◆ **THE PROBLEM**
Copy every line, requests included, starting with the line containing "Note to the class: indicate the black rope" and going on through the end of the records, and give only those lines. Scale each answer coordinate by 2.2 and round it to a whole number, with halves rounded up, while the numbers in the requests and their sample points stay unchanged.

◆ **MATERIAL FOR THIS EXERCISE**
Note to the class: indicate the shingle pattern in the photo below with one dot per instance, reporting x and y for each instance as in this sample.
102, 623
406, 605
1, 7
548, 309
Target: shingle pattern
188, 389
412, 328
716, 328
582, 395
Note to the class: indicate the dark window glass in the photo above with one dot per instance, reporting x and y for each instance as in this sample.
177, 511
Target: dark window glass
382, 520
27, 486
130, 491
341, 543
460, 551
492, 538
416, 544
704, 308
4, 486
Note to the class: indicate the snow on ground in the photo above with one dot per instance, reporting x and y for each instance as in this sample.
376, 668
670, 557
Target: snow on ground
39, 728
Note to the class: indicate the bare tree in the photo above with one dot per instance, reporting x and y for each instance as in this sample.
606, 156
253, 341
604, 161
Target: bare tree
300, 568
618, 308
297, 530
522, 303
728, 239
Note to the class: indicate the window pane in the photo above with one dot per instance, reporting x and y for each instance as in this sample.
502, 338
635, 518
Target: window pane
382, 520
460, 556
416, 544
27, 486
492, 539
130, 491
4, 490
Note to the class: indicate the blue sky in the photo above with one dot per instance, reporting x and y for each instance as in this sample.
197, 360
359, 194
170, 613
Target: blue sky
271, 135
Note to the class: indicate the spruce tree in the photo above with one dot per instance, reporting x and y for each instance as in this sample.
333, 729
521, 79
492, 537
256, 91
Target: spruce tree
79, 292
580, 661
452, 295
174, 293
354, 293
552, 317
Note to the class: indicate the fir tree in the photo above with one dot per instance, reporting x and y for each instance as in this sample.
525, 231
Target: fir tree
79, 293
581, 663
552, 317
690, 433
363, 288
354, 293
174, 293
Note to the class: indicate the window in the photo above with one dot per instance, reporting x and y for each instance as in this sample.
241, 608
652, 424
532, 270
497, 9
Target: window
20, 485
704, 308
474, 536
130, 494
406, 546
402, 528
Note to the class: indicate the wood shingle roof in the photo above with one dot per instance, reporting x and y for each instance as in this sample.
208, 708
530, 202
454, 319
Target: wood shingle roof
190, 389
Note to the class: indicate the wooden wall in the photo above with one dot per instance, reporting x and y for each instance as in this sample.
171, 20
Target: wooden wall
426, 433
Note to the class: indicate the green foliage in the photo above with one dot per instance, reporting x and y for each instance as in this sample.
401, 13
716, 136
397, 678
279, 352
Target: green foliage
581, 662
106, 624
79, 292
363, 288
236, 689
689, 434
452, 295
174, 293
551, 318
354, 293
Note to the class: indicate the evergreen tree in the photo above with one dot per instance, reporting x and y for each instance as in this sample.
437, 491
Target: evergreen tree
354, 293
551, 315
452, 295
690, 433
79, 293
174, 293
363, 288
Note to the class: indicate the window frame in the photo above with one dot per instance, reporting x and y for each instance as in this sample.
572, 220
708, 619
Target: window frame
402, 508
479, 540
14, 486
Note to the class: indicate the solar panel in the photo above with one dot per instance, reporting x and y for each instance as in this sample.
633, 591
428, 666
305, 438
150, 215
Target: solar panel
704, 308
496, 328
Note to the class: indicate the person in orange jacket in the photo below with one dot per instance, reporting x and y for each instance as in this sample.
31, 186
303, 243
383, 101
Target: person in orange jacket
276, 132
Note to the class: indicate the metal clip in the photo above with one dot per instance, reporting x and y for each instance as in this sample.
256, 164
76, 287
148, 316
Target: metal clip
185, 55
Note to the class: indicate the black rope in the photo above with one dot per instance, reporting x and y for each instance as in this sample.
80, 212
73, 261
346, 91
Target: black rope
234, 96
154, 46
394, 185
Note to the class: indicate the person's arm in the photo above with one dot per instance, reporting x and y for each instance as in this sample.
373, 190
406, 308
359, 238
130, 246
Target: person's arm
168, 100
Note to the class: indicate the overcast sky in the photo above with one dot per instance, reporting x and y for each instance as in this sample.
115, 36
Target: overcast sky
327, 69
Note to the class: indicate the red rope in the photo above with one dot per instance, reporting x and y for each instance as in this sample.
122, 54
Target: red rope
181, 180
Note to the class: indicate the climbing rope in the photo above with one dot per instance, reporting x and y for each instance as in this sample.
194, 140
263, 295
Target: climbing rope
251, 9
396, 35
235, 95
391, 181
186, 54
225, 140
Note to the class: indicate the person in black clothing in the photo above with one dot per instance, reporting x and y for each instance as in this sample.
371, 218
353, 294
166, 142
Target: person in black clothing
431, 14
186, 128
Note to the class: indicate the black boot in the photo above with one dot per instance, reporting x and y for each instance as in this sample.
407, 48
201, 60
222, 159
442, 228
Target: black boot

◆ **TASK OUTPUT**
Note to the class: indicate the black rope in the photo above with one dot per instance, reporting x and y for each instance as in this sample.
80, 212
73, 261
346, 91
Target: black rope
515, 211
339, 101
867, 407
Note to the class: indicate the person's arm in the photo above with one dot per instance, reporting x and y for each instance as in this sample.
373, 190
406, 308
359, 238
130, 246
Target: person's arm
370, 220
Note to the class: indicate the overcast sky in the photo above with one dot per instance, reporting x and y for each instance as in this sample.
115, 36
Target: overcast sky
719, 152
Note to the class: indicate the red rope in the photo above with one dot per instance, reporting x and y for each instance as in this sample.
122, 54
Target: red rope
398, 396
Note to the class: indicate the climbing rope in the photo above with one dot per instance, reporting x and y for each instance as in this sample.
194, 140
263, 295
Target: climbing rope
552, 20
871, 77
517, 209
860, 398
409, 119
495, 308
Note to the class: indicate the person in black clothing in the photo above with one dot per instance, reporting x and y for each instance as in this sample.
371, 218
353, 294
166, 142
Target: person in black clothing
948, 31
409, 282
Note to the class: indicate the black boot in the photo above with one dot per instance, reporting x and y for each instance as in this sample.
407, 48
201, 60
222, 159
442, 228
Target: black boot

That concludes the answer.